**WHAT THE EXERCISE ASKS**
Reproduce each of the rows below verbatim, omitting the pictures.

**DATA SUPPLIED**
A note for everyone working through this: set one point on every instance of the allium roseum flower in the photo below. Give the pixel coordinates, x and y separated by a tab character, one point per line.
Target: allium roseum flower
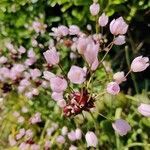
94	9
119	77
118	26
51	56
103	20
139	64
72	147
91	139
144	109
113	88
74	30
121	127
76	75
60	139
58	84
57	96
119	40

**THE RESPONSE**
A note for everyone working through this: set one point on every instance of the allium roseum flower in the photo below. Give the pixel coordinates, x and y separated by a tab character, one point per line.
Target: allium roseum flower
94	9
119	77
118	26
51	56
103	20
139	64
72	147
91	139
144	109
113	88
74	30
121	127
76	75
60	139
58	84
57	96
119	40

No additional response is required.